◆ Assignment
Give the records back in full, exactly as they read.

◆ Referring expression pointing data
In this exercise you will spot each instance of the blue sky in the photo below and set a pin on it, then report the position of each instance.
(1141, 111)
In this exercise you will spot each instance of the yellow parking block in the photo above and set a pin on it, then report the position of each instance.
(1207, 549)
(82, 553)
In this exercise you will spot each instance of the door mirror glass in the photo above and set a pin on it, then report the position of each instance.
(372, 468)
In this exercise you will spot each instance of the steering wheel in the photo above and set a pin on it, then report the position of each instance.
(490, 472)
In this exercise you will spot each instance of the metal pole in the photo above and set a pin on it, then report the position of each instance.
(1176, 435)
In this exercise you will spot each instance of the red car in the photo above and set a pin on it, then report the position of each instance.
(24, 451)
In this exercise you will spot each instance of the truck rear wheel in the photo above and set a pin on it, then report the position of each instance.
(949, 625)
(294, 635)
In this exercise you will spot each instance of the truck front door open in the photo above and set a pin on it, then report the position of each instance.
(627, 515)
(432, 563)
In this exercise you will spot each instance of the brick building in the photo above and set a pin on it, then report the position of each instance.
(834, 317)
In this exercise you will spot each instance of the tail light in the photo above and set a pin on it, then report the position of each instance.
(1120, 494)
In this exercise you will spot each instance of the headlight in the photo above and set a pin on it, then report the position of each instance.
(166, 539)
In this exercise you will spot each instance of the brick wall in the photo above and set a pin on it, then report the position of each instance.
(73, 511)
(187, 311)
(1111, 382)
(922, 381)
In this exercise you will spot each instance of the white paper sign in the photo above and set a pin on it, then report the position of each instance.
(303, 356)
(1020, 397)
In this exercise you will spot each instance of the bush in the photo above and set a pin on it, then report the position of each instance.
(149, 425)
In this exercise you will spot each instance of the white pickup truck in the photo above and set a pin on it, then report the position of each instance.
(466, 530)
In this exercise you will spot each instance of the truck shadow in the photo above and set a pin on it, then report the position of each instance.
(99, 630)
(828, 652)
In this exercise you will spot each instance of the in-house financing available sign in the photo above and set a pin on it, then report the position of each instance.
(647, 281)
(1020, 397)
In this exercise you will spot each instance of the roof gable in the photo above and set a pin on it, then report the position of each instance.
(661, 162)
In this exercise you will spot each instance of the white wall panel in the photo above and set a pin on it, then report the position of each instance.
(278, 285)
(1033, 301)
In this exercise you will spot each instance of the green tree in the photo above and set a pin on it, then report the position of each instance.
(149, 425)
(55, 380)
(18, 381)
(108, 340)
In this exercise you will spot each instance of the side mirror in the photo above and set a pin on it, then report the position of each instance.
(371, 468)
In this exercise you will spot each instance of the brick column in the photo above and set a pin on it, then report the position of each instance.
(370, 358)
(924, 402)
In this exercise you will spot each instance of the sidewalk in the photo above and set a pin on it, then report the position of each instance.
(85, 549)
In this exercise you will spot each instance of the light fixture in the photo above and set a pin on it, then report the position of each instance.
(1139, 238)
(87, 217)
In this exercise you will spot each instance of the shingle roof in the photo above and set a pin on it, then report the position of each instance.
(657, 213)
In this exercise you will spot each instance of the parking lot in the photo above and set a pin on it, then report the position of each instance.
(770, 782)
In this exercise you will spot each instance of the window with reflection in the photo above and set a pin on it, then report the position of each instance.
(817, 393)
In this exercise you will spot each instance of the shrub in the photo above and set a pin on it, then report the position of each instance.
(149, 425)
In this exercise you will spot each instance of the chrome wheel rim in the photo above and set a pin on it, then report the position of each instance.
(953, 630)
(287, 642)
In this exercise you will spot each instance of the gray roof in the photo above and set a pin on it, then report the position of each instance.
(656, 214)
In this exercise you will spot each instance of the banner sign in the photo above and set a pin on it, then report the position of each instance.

◆ Response to the task
In this exercise you will spot each instance of the blue sky in the photo below and set a pin on it, then report the position of each instance.
(1141, 111)
In this exercise you will spot each instance of the yellow parking block in the photo above and set a pin on it, then report the position of each instance.
(1207, 549)
(82, 553)
In this exercise you will spot each instance of the door mirror glass in the photo above and set a pin on it, then report the position of each instance.
(372, 468)
In this exercise you will spot each instance of the steering wheel in the photo above and set a pin on it, then report the position of each instance.
(490, 472)
In this exercise you will spot each instance of the metal pole in the photo above and set a pin on it, then report the position of each instance.
(1176, 435)
In this exercise you will spot each instance of the red car in the photo above and set a pin on it, then report the position of each instance.
(24, 451)
In this exercise you will spot each instance of the truck rear wheel in the photo above and set a pin on it, then report the position of each instance.
(949, 625)
(294, 635)
In this exercise you will spot each instance of the truck front door open in the photo above and set a pin on it, then report the position of each instance.
(627, 515)
(432, 563)
In this exercise you will spot each instance of the brick building in the photo above and set a pin on it, then report the position of each instance.
(834, 317)
In this exercise you will spot each instance of the tail light in the photo above and set a pin on it, then report the position of each instance.
(1120, 494)
In this exercise you will spot each instance of the headlight in the photo above and set a pin on it, then report the position of each instance.
(166, 539)
In this exercise you will spot each instance of the brick wall in the photo above and set a pin on it, then report the position of each instance.
(73, 511)
(187, 311)
(1111, 382)
(922, 381)
In this exercise you will spot each instance of the white paper sign in the photo above and set a pin on it, then report the position of each instance.
(303, 356)
(1020, 397)
In this exercise you will spot each instance of the bush in the photo above and set a pin on it, then report the position of each instance.
(149, 425)
In this exercise you will spot each instance of the white pickup truck in the photo above and set a pin on it, then report the position of each instance.
(466, 530)
In this exercise you will spot each instance of the truck shadow in the photo above and set a pin on it, then report the position of each instance.
(99, 630)
(828, 652)
In this exercise you will spot each instance of the in-house financing available sign in the photo above and set a pin on it, then report the position of each instance.
(647, 281)
(1020, 397)
In this exercise you will spot each instance of the roof gable in the photo above and set a pin on it, then report the position of each instance.
(661, 162)
In this exercise you will spot each instance of the white wall panel in the photo above and set a pin on it, then report the position of each instance.
(278, 285)
(1033, 301)
In this exercise you will spot each instance of the green tree in the photo above and set a pin on it, then report the position of each instance.
(149, 425)
(55, 380)
(18, 381)
(108, 340)
In this exercise you will spot each instance of the side mirror in the photo above and set a pin on it, then report the position of each instance.
(371, 468)
In this exercise you will spot each instance of the brick column in the photo above and set a pin on it, then report the position of each instance.
(370, 358)
(924, 402)
In this exercise you will spot each instance of the sidewalk in the photo above and set a pin on it, then report the position of each instance.
(85, 549)
In this exercise you will spot each instance of the light fixture in the photo above and set a pin on it, then report the position of each instance.
(1139, 238)
(87, 217)
In this exercise you will spot each instance of the shingle roof in the photo above and set a pin on it, then report the position of each instance.
(657, 213)
In this exercise you will spot each instance of the parking lot in the photo above and set a pin on it, then report the position of each instance.
(770, 782)
In this exercise you will spot each instance of the window with reflection in the photo above and set a pin on it, then report the position of each instance.
(817, 393)
In this exercise you will spot each instance of the shrub in the photo above and set a pin on it, then report the position of each instance.
(149, 425)
In this exercise you will spot each instance of the chrome wheel rim in the photo above and set a pin on it, then report the position of each instance.
(953, 630)
(287, 642)
In this exercise you will spot each instance of the gray roof in the photo above and set a pin on it, then report the position of each instance.
(656, 214)
In this exercise you will spot each instance of the banner sign in the photo above and set a pin on it, then report the position of each instance.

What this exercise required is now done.